Records from a data source
================================

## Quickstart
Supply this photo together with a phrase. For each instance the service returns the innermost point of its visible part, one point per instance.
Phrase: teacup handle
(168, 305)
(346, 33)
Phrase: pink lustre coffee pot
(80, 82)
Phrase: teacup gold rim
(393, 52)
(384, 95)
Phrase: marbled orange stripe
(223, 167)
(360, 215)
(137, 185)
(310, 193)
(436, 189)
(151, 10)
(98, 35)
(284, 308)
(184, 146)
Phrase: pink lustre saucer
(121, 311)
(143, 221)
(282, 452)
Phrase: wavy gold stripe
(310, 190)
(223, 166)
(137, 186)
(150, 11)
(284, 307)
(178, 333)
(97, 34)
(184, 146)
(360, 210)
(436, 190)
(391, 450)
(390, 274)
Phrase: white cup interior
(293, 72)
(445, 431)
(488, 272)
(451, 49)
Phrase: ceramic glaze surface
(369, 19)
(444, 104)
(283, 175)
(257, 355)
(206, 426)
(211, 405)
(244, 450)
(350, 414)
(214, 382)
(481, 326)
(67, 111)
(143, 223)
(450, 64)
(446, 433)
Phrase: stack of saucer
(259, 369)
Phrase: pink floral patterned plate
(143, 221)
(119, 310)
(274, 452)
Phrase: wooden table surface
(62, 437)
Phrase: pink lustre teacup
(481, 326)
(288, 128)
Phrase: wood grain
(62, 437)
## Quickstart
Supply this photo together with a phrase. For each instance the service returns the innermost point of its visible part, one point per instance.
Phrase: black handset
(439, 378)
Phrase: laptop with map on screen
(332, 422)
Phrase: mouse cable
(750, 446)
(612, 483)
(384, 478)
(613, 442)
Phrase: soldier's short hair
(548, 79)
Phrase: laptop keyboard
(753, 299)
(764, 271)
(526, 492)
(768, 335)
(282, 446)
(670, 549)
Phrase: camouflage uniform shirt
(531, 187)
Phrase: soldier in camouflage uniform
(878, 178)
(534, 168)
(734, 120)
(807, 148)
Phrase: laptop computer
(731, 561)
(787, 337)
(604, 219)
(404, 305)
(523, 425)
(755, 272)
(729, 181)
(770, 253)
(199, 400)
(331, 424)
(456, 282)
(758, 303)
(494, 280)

================================

## [Task requirements]
Copy out all of the data exactly, leaving nothing out.

## [Solution]
## Quickstart
Supply this photo together with a phrase. For each instance the service returns the innermost point of its visible part, one point per instance.
Phrase: teacup handle
(168, 305)
(346, 33)
Phrase: pink lustre coffee pot
(80, 82)
Phrase: teacup gold rim
(393, 52)
(384, 95)
Phrase: marbled orange stripe
(223, 167)
(360, 215)
(137, 185)
(310, 193)
(436, 189)
(151, 10)
(98, 35)
(284, 308)
(184, 146)
Phrase: pink lustre saucer
(121, 311)
(143, 221)
(282, 452)
Phrase: wavy gold stripe
(310, 190)
(223, 166)
(137, 186)
(150, 11)
(284, 307)
(178, 333)
(97, 34)
(184, 146)
(360, 210)
(436, 190)
(391, 450)
(390, 274)
Phrase: white cup interior
(293, 72)
(445, 431)
(488, 272)
(451, 49)
Phrase: ceramic glaze surface
(369, 19)
(444, 104)
(283, 175)
(257, 355)
(206, 426)
(211, 405)
(244, 450)
(350, 414)
(214, 382)
(481, 326)
(67, 111)
(143, 223)
(450, 64)
(446, 433)
Phrase: stack of saucer
(259, 369)
Phrase: pink floral patterned plate
(143, 221)
(119, 310)
(274, 452)
Phrase: wooden table surface
(62, 437)
Phrase: pink lustre teacup
(481, 326)
(288, 128)
Phrase: wood grain
(62, 437)
## Quickstart
Supply this photo together with a phrase. For each instance the service returns the innermost point of its visible part, one point per instance.
Phrase: black handset
(439, 378)
Phrase: laptop with map on screen
(332, 422)
Phrase: mouse cable
(750, 446)
(612, 483)
(384, 478)
(613, 442)
Phrase: soldier's short hair
(548, 79)
Phrase: laptop keyboard
(753, 299)
(764, 271)
(526, 492)
(768, 335)
(282, 446)
(670, 549)
Phrase: camouflage uniform shirt
(531, 187)
Phrase: soldier in camouflage uniform
(878, 178)
(534, 168)
(734, 120)
(807, 148)
Phrase: laptop computer
(731, 561)
(787, 337)
(604, 219)
(404, 305)
(523, 425)
(755, 272)
(729, 181)
(770, 253)
(199, 400)
(331, 424)
(456, 282)
(758, 303)
(494, 280)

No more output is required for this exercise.